• **INSTRUCTIONS TO FOLLOW**
Count the lines in the rows below that contain the word "mural", and give only that number.

(Point labeling examples)
↓↓↓
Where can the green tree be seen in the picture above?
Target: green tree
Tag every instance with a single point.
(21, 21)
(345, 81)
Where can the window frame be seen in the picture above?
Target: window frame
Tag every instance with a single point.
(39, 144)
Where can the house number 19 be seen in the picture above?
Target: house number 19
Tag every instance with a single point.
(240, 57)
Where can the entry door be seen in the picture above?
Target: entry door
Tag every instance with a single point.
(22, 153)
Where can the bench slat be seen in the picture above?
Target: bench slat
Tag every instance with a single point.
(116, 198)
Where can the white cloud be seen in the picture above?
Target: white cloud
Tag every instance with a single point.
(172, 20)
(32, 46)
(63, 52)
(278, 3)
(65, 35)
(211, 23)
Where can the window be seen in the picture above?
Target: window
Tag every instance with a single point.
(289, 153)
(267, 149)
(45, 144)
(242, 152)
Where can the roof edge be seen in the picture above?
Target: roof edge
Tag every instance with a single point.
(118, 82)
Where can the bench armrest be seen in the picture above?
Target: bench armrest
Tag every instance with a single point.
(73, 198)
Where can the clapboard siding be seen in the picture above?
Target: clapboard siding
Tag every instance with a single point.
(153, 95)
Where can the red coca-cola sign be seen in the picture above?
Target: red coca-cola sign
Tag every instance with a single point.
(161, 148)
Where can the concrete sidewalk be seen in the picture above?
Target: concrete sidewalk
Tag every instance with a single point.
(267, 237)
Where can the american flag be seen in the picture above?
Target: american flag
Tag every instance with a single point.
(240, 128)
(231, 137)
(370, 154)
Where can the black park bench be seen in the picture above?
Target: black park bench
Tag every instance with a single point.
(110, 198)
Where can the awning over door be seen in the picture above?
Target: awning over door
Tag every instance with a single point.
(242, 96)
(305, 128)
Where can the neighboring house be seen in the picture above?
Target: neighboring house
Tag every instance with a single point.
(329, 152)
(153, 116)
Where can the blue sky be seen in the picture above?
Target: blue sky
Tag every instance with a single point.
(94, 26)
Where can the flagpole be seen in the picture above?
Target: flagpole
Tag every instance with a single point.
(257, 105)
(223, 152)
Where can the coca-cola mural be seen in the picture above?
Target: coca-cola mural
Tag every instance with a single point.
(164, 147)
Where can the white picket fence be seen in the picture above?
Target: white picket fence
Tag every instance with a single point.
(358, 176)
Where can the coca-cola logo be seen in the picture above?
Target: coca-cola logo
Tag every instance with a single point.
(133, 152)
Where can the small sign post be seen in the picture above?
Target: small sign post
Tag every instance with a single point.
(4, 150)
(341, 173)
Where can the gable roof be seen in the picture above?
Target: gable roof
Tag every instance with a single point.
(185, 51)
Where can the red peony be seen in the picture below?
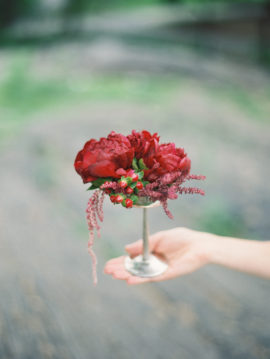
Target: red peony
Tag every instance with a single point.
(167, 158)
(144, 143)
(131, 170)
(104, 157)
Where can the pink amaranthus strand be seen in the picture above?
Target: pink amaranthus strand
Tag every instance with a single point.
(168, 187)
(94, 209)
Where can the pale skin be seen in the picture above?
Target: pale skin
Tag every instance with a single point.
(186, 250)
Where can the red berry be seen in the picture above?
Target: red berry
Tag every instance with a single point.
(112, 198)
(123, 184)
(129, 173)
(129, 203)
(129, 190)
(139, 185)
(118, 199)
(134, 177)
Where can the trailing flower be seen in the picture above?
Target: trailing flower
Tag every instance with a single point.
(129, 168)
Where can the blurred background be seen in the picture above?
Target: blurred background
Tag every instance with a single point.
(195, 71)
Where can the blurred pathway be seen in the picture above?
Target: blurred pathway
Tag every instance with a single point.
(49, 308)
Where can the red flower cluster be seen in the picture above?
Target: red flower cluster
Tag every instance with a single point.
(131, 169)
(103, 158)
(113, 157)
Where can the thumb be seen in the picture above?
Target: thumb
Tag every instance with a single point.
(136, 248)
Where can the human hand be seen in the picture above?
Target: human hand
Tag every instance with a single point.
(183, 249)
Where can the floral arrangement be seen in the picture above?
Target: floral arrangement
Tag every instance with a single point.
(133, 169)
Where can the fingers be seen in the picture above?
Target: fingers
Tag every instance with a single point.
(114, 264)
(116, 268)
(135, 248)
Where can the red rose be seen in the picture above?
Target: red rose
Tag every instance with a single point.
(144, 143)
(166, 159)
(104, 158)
↑↑↑
↓↓↓
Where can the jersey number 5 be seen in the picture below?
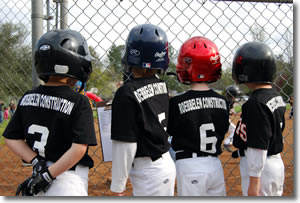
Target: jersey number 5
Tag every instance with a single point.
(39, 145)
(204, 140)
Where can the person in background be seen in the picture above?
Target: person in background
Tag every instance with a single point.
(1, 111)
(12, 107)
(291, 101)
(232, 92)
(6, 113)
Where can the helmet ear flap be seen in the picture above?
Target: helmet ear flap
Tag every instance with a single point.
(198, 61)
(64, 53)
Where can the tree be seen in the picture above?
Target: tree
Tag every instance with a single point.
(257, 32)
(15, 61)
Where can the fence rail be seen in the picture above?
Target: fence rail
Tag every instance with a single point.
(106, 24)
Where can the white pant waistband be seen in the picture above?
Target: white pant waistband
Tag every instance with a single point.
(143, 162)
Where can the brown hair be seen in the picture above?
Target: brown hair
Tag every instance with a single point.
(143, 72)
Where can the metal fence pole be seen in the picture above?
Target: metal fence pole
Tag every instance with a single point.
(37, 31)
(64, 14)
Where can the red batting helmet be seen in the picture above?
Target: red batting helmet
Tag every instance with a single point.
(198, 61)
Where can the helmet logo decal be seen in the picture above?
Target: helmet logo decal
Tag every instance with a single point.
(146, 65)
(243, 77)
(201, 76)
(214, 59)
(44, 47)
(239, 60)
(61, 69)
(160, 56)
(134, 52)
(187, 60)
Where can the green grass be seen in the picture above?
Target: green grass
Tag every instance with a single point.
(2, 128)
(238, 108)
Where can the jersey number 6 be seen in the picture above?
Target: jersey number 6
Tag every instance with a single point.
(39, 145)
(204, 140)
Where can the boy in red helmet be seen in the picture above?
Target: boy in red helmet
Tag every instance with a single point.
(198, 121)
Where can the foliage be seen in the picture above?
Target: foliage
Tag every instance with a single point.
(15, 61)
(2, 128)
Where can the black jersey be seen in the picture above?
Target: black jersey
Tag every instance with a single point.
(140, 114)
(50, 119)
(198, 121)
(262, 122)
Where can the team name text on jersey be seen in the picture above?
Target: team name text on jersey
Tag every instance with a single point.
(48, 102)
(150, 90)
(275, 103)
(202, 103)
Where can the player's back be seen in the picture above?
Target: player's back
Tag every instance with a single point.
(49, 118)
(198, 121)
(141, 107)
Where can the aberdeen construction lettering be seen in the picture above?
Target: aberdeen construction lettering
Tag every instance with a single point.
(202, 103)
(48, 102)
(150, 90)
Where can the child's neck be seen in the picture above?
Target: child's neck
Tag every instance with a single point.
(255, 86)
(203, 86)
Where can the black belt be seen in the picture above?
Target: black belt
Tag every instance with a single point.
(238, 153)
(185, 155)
↑↑↑
↓↓↓
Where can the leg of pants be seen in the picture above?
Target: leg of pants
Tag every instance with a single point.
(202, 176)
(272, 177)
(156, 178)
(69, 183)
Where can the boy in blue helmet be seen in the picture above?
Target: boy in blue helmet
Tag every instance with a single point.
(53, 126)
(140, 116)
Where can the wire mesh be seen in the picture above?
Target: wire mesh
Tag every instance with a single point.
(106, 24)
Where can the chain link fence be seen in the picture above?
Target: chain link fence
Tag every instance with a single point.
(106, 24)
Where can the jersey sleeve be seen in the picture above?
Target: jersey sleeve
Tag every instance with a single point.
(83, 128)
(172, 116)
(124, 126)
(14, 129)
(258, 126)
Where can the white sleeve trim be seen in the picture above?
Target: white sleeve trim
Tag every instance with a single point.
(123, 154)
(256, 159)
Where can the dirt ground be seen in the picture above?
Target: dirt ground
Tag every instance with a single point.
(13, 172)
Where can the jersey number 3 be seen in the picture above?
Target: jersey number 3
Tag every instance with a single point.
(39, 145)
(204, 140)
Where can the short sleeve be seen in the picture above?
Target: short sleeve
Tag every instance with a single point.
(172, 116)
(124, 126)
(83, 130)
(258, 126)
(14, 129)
↑↑↑
• **WRITTEN ANSWER**
2